Exercise task: Rewrite the SQL guide below starting at the words "SQL is the most" and stopping after "in both tables.", substituting "programmer" for "developer" each time it appears.

Excerpted passage:
4 min read
On this page

SQL Deep Dive

SQL is the most valuable query language a software engineer can know. This document covers the features that separate a junior developer writing basic SELECT statements from a senior developer who solves complex business problems in a single query.


Joins

Joins combine rows from two or more tables based on a related column. Understanding joins is the foundation of relational querying.

INNER JOIN

Returns only rows that have a match in both tables.

-- Get all orders with user names (only users who have orders)
SELECT o.id AS order_id, u.name, o.total, o.created_at
FROM orders o
INNER JOIN users u ON o.user_id = u.id;

LEFT JOIN

Returns all rows from the left table, with NULLs for the right table when there is no match.

-- Get all users with their order count (including users with 0 orders)
SELECT u.name, u.email, COUNT(o.id) AS order_count
FROM users u
LEFT JOIN orders o ON u.id = o.user_id
GROUP BY u.name, u.email;

Pitfall: Using COUNT(*) instead of COUNT(o.id) with LEFT JOIN. COUNT(*) counts NULL rows, so users with no orders would show order_count = 1. COUNT(o.id) correctly returns 0 because o.id is NULL.

RIGHT JOIN and FULL OUTER JOIN

Right join is a left join with the tables swapped. Full outer join returns all rows from both tables. In practice, left join covers 95% of use cases. If you find yourself writing a right join, swap the table order and use a left join instead.

CROSS JOIN

Produces the cartesian product of two tables. Rarely needed, but useful for generating combinations.

Provided records:
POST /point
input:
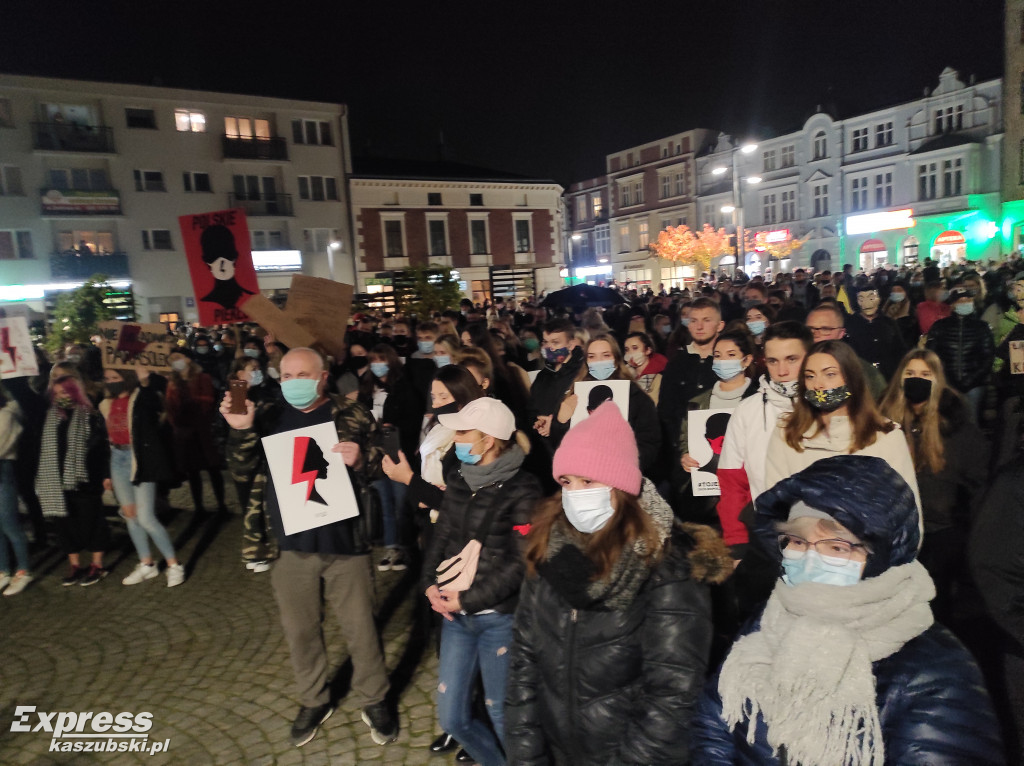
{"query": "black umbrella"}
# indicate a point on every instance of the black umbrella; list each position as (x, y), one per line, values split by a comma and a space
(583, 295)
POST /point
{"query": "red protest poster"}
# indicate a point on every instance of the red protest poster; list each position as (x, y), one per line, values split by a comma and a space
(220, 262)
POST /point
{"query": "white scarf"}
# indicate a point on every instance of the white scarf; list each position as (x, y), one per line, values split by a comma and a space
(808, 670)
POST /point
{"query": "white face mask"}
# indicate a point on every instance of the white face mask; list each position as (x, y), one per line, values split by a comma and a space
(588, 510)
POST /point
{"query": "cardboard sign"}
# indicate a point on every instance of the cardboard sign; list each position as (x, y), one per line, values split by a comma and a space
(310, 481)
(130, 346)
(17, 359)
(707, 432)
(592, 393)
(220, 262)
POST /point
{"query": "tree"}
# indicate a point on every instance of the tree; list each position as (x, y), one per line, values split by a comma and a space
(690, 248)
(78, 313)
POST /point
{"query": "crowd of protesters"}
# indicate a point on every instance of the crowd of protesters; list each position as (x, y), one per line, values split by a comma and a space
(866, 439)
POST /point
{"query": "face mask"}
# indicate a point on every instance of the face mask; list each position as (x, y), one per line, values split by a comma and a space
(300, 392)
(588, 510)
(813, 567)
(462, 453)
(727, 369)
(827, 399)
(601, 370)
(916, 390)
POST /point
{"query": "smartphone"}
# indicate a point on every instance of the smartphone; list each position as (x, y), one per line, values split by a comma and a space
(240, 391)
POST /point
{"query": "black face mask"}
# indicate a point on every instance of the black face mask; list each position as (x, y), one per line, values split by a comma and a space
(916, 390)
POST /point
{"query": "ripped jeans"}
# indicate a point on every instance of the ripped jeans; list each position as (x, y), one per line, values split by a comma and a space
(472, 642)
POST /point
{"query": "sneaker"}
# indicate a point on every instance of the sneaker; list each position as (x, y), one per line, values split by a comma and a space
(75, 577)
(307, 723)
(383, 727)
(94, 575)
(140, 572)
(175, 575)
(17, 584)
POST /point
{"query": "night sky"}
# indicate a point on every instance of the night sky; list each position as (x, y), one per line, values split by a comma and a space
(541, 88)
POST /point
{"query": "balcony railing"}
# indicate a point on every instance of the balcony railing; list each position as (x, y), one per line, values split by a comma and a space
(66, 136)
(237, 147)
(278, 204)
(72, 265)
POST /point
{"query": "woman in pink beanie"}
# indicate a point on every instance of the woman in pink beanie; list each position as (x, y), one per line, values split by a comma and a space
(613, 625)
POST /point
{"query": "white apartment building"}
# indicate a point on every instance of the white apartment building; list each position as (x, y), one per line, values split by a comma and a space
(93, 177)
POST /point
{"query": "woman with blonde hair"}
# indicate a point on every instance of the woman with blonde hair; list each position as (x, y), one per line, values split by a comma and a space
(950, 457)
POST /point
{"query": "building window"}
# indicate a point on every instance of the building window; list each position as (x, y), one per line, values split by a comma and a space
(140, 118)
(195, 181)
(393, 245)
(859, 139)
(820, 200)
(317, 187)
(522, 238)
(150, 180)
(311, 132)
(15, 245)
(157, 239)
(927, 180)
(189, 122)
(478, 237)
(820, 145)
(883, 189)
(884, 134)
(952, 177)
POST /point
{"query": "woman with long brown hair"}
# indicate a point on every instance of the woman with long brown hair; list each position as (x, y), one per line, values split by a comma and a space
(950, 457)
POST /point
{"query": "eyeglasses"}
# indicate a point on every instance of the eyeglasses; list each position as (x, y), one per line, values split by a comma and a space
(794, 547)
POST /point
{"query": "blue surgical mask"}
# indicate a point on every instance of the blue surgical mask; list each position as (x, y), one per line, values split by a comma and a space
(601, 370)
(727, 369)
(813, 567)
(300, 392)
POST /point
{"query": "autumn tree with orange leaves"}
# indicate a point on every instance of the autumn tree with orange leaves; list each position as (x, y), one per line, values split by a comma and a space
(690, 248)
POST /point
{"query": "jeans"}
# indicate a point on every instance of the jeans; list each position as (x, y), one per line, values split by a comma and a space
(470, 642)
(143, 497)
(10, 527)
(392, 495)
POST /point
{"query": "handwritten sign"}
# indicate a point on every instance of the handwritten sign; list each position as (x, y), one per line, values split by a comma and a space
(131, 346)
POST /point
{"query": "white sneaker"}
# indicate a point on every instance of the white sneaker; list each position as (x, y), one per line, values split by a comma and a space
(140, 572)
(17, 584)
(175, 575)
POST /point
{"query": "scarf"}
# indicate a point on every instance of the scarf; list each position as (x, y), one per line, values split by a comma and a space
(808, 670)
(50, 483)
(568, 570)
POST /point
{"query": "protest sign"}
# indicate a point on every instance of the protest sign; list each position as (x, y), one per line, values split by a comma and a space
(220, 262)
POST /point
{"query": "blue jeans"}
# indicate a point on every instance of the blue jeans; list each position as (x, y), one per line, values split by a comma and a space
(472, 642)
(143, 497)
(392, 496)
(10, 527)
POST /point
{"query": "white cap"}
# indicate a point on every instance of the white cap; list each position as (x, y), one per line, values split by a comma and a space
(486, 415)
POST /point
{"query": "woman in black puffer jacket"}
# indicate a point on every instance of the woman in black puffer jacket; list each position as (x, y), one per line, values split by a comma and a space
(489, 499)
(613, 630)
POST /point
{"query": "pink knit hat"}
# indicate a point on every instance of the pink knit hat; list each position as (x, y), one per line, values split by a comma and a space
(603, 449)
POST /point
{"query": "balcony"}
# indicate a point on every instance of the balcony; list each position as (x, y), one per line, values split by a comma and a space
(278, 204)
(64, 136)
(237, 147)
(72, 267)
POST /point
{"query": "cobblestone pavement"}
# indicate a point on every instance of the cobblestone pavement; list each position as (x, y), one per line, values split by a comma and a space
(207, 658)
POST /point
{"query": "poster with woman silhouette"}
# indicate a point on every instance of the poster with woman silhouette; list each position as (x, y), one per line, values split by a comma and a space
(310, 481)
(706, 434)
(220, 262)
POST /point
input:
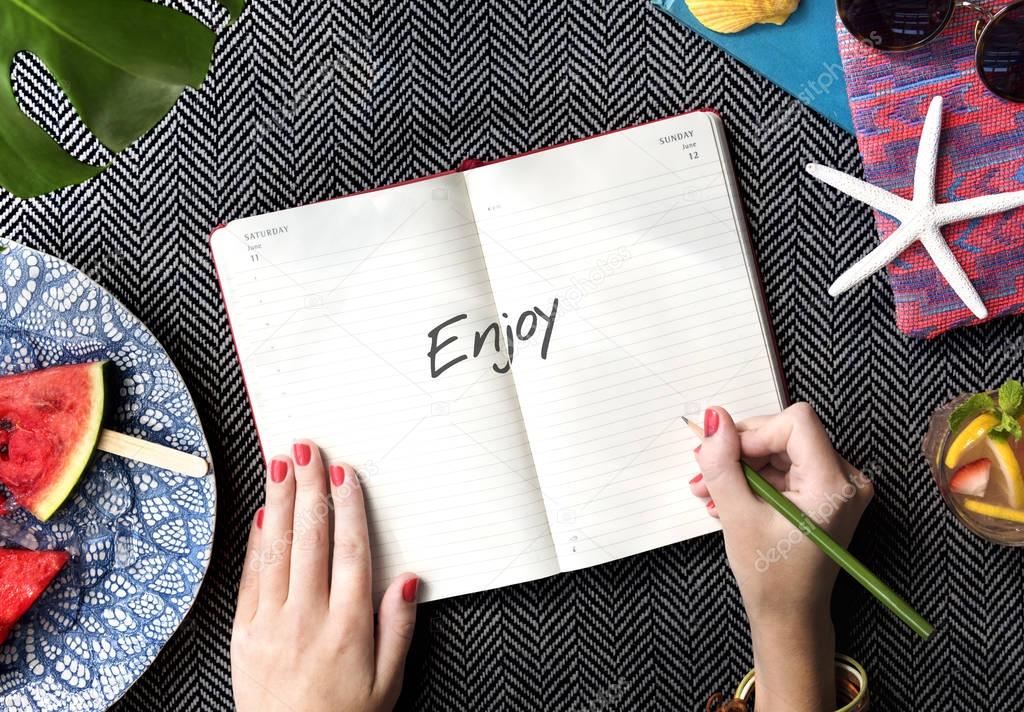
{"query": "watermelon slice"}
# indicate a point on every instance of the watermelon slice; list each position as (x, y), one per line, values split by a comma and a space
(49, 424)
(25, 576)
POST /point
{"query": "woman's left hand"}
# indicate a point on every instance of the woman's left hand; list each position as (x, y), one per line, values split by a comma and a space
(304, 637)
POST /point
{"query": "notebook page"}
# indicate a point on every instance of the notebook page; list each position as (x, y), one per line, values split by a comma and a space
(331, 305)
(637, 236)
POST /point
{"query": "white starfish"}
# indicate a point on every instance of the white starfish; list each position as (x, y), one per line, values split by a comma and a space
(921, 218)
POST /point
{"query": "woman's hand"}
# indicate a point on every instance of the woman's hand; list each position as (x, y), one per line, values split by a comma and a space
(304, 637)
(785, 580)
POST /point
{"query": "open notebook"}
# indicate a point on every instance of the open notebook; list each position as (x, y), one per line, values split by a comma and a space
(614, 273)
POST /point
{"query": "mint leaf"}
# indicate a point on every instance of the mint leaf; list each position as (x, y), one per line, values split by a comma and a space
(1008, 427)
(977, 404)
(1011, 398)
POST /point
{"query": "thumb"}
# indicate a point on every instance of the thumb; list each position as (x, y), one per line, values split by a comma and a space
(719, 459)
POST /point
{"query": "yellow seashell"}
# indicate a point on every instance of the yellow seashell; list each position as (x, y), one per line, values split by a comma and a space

Response:
SQL is the most valuable query language a software engineer can know. This document covers the features that separate a junior programmer writing basic SELECT statements from a senior programmer who solves complex business problems in a single query.


Joins

Joins combine rows from two or more tables based on a related column. Understanding joins is the foundation of relational querying.

INNER JOIN

Returns only rows that have a match in both tables.